#### STATED PROBLEM:
Answer these questions from the passage on SAS Selection, marking each answer with the same letter:
(a) What two qualities is the SAS looking for?
(b) What does the passage call a staple of life in the marines?
(c) What did the SAS require from anyone attempting Selection?

#### SOURCE PASSAGE:

— begin —

It was this ‘fight’ and determination that would become the key ingredient to attempting Selection – much more than any natural ability.

If SAS Selection does one thing, it ensures that everyone, over the many months, reaches that stage where they are physically ‘dead on their feet’. Utterly spent.

However fit you are.

What the SAS is looking for is spirit and fight: those soldiers who, when every bone in their body is screaming for rest, will dig deep, and start moving, again and again and again. That isn’t natural fitness, it is heart, and it is this that Selection demands of all that attempt it.

At this stage, though, I maybe didn’t have the confidence in myself to understand that we all have that spirit in us.

I felt a little more comfortable with the marines. I had experienced a small taste of what would be asked of me as a potential Royal Marines officer.

I knew it would be tough, but I felt I could do it.

I was good at press-ups and pull-ups and ‘yomping’ with a backpack (a staple of life in the marines); could I manage the ultra-long marches over the high mountains, carrying seriously huge weights on your back, which is such a core part of SAS Selection?

That somehow felt beyond what I believed I could do.

Yet still the voice niggled.

In the end I concluded that nothing ventured, nothing gained. (A vital ethos to follow if life is to have flavour, I have since learnt.)

I knew I should at least attempt Selection.

If I failed, well at least I would fail whilst trying. Face down in the dirt. Knowing that I had given it my all. (Oh, and what’s more, I knew that the SAS required secrecy from anyone attempting Selection, which was perfect. If I failed, I concluded, at least no one would know!)

So that was the plan; but in truth, if I could have had any idea of the pain and battering that my body would go through on Selection, I would have realized it was insane to continue with this mad dream.

— end —

#### MATERIAL SUPPLIED:
— begin —

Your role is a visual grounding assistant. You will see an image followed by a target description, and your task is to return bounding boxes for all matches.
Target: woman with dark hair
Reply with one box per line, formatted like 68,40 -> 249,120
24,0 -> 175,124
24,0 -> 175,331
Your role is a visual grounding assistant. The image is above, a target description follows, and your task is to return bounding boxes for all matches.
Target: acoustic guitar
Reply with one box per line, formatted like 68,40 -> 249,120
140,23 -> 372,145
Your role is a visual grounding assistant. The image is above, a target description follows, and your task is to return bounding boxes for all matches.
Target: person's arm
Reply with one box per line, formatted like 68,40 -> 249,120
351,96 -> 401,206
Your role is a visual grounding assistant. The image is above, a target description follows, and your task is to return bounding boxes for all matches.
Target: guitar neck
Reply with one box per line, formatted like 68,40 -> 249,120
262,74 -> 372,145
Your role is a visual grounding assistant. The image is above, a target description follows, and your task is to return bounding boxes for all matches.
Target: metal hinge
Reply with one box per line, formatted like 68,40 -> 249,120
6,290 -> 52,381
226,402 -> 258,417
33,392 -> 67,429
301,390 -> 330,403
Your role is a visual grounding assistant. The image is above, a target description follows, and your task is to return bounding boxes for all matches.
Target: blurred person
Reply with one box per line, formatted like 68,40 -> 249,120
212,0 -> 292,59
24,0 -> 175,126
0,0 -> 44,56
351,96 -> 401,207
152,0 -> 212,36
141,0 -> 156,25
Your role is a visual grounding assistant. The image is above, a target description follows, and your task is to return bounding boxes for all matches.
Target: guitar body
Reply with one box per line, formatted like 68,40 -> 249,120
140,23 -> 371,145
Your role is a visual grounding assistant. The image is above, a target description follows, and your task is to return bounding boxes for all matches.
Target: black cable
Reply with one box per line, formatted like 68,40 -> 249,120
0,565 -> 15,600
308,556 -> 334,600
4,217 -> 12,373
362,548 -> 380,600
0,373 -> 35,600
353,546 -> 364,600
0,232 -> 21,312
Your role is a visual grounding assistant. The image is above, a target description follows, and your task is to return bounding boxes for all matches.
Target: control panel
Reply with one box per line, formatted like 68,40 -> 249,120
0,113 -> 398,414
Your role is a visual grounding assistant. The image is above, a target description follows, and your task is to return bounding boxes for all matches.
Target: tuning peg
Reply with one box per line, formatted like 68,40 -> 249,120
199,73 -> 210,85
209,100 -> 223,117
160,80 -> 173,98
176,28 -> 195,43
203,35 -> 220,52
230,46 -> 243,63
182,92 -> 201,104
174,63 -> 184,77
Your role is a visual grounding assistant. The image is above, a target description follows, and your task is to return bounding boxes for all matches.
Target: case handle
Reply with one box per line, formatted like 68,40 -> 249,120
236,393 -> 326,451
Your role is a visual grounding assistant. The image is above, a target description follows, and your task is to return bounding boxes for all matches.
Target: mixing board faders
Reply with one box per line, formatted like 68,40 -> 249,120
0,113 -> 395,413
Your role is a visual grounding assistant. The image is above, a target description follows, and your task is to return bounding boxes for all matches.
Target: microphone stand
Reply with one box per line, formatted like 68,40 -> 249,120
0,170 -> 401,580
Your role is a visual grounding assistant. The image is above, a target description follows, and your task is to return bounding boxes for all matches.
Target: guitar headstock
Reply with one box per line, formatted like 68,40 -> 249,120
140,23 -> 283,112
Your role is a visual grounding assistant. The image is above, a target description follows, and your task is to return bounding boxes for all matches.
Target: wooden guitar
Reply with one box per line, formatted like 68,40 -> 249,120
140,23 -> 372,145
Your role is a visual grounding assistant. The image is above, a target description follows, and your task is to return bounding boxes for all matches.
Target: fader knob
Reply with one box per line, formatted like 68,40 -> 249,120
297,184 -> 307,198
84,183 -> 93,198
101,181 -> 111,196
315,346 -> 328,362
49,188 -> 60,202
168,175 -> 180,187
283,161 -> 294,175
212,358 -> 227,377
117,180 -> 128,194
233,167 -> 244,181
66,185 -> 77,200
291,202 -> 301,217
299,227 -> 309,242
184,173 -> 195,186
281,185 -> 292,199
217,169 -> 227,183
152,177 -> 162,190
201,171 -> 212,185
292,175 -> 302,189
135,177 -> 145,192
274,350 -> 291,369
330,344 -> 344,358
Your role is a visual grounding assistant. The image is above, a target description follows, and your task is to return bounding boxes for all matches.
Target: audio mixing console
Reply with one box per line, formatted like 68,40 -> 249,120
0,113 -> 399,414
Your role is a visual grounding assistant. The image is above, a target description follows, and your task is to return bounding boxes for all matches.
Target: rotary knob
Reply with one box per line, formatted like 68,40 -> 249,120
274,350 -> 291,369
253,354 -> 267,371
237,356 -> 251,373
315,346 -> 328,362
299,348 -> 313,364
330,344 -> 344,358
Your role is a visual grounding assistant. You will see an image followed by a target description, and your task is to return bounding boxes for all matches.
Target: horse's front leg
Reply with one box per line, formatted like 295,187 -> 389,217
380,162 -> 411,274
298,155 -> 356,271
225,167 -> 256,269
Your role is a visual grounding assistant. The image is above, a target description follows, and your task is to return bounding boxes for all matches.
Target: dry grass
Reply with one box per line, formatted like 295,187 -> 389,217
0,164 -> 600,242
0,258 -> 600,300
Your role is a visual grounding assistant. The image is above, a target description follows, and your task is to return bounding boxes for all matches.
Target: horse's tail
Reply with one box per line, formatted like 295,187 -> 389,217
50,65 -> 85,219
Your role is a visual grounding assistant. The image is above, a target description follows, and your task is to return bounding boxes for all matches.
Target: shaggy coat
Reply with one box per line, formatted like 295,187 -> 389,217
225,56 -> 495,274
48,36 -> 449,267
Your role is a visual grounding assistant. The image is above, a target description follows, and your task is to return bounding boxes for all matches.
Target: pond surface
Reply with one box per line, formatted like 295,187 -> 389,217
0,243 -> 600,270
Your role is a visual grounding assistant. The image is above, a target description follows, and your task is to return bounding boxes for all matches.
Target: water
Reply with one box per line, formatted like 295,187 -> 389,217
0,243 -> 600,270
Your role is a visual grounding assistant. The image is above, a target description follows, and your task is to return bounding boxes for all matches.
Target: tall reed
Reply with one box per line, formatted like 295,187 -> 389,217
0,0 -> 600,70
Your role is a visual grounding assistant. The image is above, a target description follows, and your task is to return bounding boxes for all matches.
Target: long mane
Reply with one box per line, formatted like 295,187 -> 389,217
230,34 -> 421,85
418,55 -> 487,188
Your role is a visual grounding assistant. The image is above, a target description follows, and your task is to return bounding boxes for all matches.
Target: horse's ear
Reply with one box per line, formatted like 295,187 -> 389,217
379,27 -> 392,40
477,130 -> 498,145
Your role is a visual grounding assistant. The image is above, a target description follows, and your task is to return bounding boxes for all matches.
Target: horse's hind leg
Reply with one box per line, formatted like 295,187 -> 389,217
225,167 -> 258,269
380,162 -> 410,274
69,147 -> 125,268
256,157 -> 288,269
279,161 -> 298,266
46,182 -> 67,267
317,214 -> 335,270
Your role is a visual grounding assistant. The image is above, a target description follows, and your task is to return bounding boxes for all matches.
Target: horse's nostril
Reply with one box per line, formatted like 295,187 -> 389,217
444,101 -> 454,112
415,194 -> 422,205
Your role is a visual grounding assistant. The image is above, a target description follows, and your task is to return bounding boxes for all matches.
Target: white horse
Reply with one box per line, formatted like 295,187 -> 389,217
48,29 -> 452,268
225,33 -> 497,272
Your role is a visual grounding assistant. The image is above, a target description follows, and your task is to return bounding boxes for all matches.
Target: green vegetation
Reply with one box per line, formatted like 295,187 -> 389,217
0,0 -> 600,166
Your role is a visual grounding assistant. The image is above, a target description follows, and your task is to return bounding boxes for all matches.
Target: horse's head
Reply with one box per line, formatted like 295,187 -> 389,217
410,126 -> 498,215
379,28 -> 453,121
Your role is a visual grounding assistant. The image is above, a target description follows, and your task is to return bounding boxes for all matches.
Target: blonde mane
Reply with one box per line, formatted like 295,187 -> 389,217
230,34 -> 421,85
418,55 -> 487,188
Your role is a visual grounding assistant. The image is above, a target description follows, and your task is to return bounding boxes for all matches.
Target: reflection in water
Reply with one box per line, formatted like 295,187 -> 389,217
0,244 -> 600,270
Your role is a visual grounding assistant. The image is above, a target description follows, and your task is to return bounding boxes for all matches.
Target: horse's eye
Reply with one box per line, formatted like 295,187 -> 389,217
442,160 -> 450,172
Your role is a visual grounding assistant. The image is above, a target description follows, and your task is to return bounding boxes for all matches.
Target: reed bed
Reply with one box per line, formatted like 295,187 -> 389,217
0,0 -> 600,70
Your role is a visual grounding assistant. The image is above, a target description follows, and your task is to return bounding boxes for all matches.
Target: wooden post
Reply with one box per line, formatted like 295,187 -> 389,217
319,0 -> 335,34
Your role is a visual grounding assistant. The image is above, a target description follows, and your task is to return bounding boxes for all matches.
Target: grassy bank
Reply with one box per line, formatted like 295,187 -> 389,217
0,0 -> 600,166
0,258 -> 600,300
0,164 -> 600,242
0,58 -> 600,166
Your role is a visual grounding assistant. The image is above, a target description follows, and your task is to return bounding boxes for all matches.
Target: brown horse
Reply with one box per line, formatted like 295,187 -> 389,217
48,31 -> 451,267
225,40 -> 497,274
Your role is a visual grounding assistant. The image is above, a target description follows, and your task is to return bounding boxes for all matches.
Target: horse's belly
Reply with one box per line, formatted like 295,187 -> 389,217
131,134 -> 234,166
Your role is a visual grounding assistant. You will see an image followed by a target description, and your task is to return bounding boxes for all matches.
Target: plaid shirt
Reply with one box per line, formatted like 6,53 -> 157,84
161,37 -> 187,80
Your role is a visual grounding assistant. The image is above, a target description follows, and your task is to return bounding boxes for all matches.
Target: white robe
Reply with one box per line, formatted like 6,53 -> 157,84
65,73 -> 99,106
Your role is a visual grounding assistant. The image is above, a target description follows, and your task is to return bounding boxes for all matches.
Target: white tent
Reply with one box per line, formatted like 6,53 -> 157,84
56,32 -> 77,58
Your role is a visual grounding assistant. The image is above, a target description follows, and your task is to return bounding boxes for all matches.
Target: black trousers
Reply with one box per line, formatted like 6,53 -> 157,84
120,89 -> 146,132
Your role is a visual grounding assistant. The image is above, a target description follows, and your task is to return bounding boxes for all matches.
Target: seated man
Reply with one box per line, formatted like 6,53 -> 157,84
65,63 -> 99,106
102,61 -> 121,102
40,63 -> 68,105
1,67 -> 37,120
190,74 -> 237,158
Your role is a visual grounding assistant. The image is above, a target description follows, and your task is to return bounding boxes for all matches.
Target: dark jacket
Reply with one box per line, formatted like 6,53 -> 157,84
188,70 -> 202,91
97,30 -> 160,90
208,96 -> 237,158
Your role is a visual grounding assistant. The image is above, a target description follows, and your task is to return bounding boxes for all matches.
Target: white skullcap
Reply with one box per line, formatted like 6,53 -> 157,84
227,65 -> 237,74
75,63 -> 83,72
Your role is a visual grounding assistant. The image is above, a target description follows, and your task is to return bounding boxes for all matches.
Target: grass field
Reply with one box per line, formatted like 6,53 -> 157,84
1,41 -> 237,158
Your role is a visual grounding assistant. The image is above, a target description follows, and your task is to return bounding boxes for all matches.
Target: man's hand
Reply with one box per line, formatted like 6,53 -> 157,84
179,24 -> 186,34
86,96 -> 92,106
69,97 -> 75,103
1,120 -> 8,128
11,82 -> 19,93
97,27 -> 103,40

— end —

#### CORRECT OUTPUT:
(a) Spirit and fight.
(b) "Yomping" with a backpack.
(c) Secrecy.